▸ Fragment tekstu:
Reforma służby zdrowia w USA: ostateczne starcie

us-senate-logoTydzień temu Izba Reprezentantów przegłosowała przyjęcie kompleksowej ustawy reformującej system zdrowotny w USA. Po raz pierwszy od połowy lat 60-tych Kongres znalazł się tak blisko reformy, która – jeśli wejdzie w życie – będzie najpoważniejszą rewolucją społeczno-gospodarczą w Ameryce co najmniej od czasów R.Reagana.

Jednak mimo zwycięstwa w Izbie los reformy nie jest jeszcze pewny. Teraz bowiem Senat musi przegłosować swoją wersję ustawy, a następnie w drodze tzw. między-izbowych konsultacji (conference commitee) konieczne będzie zbudowanie wspólnej wersji reformy, która oczywiście będzie musiała być zaakceptowana powtórnie przez cały Kongres. Prezydent Obama wielokrotnie ogłaszał, że chce mieć “ustawę na biurku” przed końcem roku. Czy ten cel jest w połowie listopada realny? Trzeba przyjrzeć się dokładnie wszystkim krokom które dzielą administrację od osiągnięcia swojego sztandarowego celu legislacyjnego na 2009 r.

  • CBO (Congressional Budget Office) powinno dziś lub jutro przedstawić sprawozdanie dotyczące kosztów, i zysków budżetowych ustawy która będzie przedmiotem debaty w Senacie. Ustawa ta powstała po połączeniu legislacji stworzonej w dwóch komisjach Senatu: Senate Finance Committee i HELP (Health, Education, Labor and Pensions) Committee. Sprawozdanie CBO ma kluczowe znaczenie, ponieważ ma – jak w przypadku każdej innej ustawy – wyliczenia wskazujące czy reforma spełnia założenia dotyczące deficytu to znaczy czy go redukuje i w jakiej skali czasowej. Oczywiście podstawowe założenie całej reformy jest takie, że nie będzie ona zwiększać deficytu, a wręcz go redukować do 2019 r i później.

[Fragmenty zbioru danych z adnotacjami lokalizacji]

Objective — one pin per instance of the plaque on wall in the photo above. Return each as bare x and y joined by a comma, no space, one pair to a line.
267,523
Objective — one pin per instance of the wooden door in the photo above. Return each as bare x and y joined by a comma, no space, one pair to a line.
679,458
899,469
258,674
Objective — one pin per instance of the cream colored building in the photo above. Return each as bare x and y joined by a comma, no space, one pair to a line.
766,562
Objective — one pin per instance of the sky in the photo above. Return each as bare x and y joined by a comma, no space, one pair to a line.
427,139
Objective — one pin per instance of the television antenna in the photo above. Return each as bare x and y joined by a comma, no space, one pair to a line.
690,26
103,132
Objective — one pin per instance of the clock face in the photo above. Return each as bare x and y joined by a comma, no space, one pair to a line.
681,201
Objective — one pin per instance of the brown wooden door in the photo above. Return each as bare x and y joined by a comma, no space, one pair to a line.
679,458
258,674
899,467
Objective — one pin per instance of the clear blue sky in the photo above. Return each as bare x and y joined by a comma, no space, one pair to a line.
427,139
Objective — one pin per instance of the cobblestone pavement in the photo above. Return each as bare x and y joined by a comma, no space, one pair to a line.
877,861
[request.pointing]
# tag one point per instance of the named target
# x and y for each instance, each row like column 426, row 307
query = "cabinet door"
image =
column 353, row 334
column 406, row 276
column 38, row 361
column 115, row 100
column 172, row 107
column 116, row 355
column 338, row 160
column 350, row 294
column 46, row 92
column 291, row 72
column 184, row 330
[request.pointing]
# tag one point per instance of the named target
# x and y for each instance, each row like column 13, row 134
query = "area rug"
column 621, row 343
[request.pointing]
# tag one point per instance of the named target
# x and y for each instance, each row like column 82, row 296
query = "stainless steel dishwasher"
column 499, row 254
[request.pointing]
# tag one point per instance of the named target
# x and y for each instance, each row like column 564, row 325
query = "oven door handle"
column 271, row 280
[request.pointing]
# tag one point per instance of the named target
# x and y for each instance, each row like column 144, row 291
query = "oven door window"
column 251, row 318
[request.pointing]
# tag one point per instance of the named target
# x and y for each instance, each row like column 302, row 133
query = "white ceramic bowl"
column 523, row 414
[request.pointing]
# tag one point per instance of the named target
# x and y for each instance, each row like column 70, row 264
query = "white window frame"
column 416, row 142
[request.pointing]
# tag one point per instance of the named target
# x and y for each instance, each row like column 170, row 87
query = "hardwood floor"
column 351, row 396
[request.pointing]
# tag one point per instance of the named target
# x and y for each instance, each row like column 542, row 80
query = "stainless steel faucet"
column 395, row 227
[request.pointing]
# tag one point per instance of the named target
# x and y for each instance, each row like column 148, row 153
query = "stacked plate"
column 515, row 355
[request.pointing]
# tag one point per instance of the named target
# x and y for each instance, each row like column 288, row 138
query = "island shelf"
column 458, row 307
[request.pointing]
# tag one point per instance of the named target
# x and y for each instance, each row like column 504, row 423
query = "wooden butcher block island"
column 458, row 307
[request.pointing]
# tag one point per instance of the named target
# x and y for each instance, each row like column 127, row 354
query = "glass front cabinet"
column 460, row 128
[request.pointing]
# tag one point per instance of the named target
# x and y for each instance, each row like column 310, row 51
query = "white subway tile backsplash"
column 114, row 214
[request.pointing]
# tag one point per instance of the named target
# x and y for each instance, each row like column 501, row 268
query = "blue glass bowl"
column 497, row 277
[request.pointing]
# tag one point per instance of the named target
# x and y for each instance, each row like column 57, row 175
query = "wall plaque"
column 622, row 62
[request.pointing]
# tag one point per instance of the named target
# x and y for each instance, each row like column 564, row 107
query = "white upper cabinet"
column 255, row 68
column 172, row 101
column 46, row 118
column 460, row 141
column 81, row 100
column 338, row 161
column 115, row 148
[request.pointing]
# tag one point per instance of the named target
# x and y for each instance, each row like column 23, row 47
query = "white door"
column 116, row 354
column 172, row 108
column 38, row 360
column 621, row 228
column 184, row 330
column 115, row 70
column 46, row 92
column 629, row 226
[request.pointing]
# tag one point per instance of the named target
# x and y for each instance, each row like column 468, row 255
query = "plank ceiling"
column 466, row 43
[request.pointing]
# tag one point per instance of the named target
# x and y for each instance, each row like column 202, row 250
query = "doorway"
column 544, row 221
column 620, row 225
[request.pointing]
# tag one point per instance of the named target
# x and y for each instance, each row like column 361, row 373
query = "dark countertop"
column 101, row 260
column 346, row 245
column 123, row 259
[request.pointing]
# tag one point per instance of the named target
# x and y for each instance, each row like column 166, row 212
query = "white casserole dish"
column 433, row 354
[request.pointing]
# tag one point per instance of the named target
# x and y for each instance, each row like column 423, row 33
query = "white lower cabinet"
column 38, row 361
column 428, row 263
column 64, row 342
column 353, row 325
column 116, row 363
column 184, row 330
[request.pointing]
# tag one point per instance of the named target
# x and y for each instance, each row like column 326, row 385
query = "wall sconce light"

▸ Zadanie pisemne: Podaj dalszy ciąg tekstu o reformie służby zdrowia w USA, zaczynając zaraz po jego ostatnim zdaniu.

▸ Odpowiedź:
  • Aby rozpoczęły się właściwe prace w Senacie potrzebne są dwa głosowania : jedno nad zakończeniem debaty nad wnioskiem o rozpoczęcie pracy (potrzebne jest 60 głosów) i drugie, zwykłe głosowanie za lub przeciw (50+1 głosów). W tym przypadku Demokraci powinni odnieść sukces. Nawet senator Joe Liberman (oficjalnie niezależny, ale należy do Demokratycznej grupy w Senacie tzw. caucus) zapowiedział że nie będzie blokował rozpoczęcia właściwej debaty legislacyjnej.
  • Debata główna potrwa kilka tygodni. W tym czasie Republikanie będą starali się przedłużyć ją używając sztuczek regulaminowych oraz zgłaszając niebezpieczne dla ustawy jako całości tzw. poison pill amendments czyli poprawki których przyjęcie sprawi że konkretna grupa senatorów nie będzie już chciała popierać ustawy zawierającej taką poprawkę.
  • Koniec pracy legislacyjnych to tzw. cloture vote. Wspomniany już Joe Lieberman stwierdził że przyłączy się do tzw. filibustera Republikanów (obstrukcji polegającej na, w dużym skrócie mówiąc, przedłużaniu debaty w nieskończoność) jeśli ustawa będzie zakładać powołanie tzw. public option czyli rządowej firmy ubezpieczeniowej. Do Liebermanna może przyłączyć się grupa 2-3 konserwatywnych Demokratów. Potrzeba 60 głosów by przełamać filibuster.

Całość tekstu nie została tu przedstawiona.